▸ 求める作業 A
記録のうち「wire」という語を含む行をすべて書き写して示してください。

==========

説明

ガラス接合バッグ

【目的】製造された合わせガラスが、粘着しあるいは接着することなく、容易に取り出せ、しかも柔軟で、耐久性の良好なガラス接合バッグを提供することを目的とする。
【構成】上布3と下布4とこれらの周縁を開閉自在にシールするためのシール部材7を備えた合わせガラス接合バッグにおいて、前記上布と下布の内側に、台座を介し、あるいは介さずに、架橋性シリコーンなどの粘着防止剤を含浸させた粘着防止布9を貼着したことを特徴とする。

【発明の詳細な説明】
【技術分野】
【0001】
本発明はガラス接合バッグ、さらに詳細には、製造された合わせガラスからの中間膜からはみ出した物質がバッグ内壁に接着しない合わせガラス接合バッグに関する。
【背景技術】
【0002】
合わせガラスは、たとえばポリカーボネート、アクリル樹脂などのプラスチック板あるいは無機ガラスなどの2枚の透明板1間に接着性合成樹脂の中間膜2を挟み込んだ構造をしている。このような合わせガラスを製造する場合、たとえば特公昭63−12786号に記載されているように、2枚の透明板1に中間膜2を挟み込んだ積層体をガラス接合バッグB中に装入し(図4参照)、前記ガラス接合バッグB内を減圧するとともに、このガラス接合バッグBを熱風によって、加熱することによって製造する。

==========

▸ 求める作業 B
ガラス接合バッグについての文章に照らして、次の(i)〜(iii)の記述が合っているかをそれぞれ「はい」か「いいえ」で答え、判断の決め手となる文章中の語句を引用してください。(i) 粘着防止布は上布と下布の外側に貼着される。(ii) 合わせガラスの製造では、ガラス接合バッグB内を減圧し、バッグを熱風で加熱する。(iii) 中間膜は接着性合成樹脂でできている。

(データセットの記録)
==========

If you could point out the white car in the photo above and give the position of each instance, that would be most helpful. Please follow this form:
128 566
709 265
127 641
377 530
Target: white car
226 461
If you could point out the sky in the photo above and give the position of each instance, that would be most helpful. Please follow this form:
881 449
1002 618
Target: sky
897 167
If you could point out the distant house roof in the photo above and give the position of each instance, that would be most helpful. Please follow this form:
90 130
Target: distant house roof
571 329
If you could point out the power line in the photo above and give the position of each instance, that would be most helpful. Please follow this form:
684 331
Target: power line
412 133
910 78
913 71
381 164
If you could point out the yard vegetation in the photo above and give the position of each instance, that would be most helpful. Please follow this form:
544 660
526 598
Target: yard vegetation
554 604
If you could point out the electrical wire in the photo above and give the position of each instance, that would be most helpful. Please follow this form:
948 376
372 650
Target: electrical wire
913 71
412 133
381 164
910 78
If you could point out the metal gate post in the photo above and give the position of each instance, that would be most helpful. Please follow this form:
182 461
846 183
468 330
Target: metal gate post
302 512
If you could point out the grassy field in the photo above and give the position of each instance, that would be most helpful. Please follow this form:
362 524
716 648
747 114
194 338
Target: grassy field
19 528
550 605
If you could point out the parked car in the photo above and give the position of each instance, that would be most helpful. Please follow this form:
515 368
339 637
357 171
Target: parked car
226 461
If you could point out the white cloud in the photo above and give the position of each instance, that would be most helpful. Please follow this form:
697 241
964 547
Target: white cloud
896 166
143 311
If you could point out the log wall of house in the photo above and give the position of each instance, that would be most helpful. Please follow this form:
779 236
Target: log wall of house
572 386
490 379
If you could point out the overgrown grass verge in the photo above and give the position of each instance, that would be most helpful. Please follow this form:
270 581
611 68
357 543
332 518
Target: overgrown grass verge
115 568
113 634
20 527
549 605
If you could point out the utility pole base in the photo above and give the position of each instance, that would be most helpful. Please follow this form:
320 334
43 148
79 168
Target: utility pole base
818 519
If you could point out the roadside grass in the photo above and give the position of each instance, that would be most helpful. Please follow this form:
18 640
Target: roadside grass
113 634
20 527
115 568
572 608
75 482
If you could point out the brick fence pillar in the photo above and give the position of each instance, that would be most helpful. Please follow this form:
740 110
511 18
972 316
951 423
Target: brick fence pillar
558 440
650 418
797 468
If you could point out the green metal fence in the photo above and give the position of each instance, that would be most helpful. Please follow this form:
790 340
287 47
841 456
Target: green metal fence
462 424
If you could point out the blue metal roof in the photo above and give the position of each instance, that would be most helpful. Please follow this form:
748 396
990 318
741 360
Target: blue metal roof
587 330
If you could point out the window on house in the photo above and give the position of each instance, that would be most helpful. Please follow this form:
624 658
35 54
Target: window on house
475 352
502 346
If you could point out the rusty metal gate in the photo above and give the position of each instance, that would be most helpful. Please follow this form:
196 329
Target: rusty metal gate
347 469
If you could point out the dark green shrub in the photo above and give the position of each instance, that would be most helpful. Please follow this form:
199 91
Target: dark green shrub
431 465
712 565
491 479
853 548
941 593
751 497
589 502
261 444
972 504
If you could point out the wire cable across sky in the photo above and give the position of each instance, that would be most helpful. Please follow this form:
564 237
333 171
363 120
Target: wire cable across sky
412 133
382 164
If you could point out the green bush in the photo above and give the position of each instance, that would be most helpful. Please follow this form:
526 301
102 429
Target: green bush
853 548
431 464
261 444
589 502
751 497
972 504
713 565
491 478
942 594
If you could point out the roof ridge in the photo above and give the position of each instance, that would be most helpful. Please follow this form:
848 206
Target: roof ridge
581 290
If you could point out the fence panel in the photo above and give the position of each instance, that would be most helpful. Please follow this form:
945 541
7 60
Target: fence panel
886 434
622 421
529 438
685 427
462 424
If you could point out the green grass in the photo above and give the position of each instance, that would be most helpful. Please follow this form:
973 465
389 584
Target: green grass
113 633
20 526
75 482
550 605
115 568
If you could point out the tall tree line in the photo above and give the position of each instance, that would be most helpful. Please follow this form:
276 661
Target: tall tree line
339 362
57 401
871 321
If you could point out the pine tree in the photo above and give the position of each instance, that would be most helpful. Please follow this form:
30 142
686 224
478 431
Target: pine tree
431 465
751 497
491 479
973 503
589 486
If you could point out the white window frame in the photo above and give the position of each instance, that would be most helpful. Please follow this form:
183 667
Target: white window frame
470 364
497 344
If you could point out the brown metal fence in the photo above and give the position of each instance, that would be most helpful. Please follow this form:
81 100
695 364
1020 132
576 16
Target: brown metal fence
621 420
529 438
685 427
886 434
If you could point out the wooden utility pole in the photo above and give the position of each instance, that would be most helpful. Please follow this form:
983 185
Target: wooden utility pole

==========

▸ 正しい結果 A
If you could point out the electrical wire in the photo above and give the position of each instance, that would be most helpful. Please follow this form:
Target: electrical wire
If you could point out the wire cable across sky in the photo above and give the position of each instance, that would be most helpful. Please follow this form:
Target: wire cable across sky

▸ 正しい結果 B
(i) いいえ。「前記上布と下布の内側に、台座を介し、あるいは介さずに、架橋性シリコーンなどの粘着防止剤を含浸させた粘着防止布9を貼着した」
(ii) はい。「前記ガラス接合バッグB内を減圧するとともに、このガラス接合バッグBを熱風によって、加熱することによって製造する」
(iii) はい。「接着性合成樹脂の中間膜2を挟み込んだ構造をしている」